_Task prompt:_
Go line by line through the entries below and copy those containing the string "lamp".

§

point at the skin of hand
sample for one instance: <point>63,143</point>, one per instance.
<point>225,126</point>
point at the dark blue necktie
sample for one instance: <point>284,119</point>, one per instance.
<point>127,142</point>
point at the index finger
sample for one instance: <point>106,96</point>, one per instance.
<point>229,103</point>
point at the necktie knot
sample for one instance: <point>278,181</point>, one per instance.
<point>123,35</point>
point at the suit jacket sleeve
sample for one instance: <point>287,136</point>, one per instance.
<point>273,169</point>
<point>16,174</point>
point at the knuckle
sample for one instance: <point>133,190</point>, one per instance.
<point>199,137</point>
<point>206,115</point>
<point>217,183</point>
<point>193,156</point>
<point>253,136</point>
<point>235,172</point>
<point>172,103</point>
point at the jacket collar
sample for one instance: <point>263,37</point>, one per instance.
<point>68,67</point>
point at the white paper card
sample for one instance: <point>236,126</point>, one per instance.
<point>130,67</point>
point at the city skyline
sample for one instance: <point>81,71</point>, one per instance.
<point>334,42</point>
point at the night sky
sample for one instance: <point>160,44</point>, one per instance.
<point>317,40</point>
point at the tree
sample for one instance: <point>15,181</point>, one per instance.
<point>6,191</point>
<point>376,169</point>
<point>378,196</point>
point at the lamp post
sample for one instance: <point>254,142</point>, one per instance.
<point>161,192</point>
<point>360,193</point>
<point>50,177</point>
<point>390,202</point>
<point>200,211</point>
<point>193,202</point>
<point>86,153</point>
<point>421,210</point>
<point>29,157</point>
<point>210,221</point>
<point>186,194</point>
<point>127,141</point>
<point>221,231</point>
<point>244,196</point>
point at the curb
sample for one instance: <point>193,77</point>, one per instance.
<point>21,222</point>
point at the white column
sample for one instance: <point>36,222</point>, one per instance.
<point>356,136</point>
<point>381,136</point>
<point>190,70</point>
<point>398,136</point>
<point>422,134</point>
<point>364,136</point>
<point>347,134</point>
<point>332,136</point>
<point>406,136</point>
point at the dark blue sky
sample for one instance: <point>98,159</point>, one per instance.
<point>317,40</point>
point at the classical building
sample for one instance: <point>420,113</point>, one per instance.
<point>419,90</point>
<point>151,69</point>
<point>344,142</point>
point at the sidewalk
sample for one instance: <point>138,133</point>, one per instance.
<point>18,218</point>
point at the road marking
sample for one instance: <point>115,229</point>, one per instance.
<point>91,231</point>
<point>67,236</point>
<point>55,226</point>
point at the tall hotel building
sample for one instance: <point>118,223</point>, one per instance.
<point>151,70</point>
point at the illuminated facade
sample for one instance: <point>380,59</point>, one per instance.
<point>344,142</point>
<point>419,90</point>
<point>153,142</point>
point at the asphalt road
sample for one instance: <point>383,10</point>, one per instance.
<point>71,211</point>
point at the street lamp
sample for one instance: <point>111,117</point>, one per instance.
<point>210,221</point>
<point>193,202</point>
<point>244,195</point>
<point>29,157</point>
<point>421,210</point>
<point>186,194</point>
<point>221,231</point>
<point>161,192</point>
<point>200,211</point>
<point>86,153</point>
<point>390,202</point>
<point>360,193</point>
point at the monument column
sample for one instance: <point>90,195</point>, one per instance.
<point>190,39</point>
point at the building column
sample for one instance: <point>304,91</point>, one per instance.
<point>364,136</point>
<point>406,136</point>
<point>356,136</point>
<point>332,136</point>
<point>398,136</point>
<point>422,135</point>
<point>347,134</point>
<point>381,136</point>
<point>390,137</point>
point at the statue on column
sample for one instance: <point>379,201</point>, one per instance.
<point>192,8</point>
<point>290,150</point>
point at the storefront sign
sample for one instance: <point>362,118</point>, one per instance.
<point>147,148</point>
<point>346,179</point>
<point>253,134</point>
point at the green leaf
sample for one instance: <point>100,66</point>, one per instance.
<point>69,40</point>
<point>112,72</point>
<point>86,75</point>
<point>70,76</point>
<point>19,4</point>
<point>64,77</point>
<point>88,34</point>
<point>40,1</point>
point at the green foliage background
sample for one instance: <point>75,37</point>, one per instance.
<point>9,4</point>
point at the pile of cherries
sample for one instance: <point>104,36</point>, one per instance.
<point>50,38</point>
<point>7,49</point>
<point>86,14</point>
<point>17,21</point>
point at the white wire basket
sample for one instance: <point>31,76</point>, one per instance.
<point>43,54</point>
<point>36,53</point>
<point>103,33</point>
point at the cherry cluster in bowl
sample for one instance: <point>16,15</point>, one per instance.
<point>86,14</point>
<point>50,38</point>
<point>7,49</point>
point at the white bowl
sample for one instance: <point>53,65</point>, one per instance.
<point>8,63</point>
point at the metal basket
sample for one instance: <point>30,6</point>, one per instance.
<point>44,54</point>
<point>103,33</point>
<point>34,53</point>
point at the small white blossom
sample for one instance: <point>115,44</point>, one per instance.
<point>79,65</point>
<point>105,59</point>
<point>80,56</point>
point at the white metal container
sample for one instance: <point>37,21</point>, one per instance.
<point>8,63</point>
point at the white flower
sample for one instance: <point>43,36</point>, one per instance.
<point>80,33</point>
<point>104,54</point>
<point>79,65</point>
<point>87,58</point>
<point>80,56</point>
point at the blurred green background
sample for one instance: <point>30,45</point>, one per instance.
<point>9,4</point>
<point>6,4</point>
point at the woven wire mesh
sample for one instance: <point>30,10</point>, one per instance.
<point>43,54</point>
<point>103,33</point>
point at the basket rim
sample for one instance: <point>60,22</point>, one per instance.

§

_Solution for this problem:_
point at the lamp post
point at the street lamp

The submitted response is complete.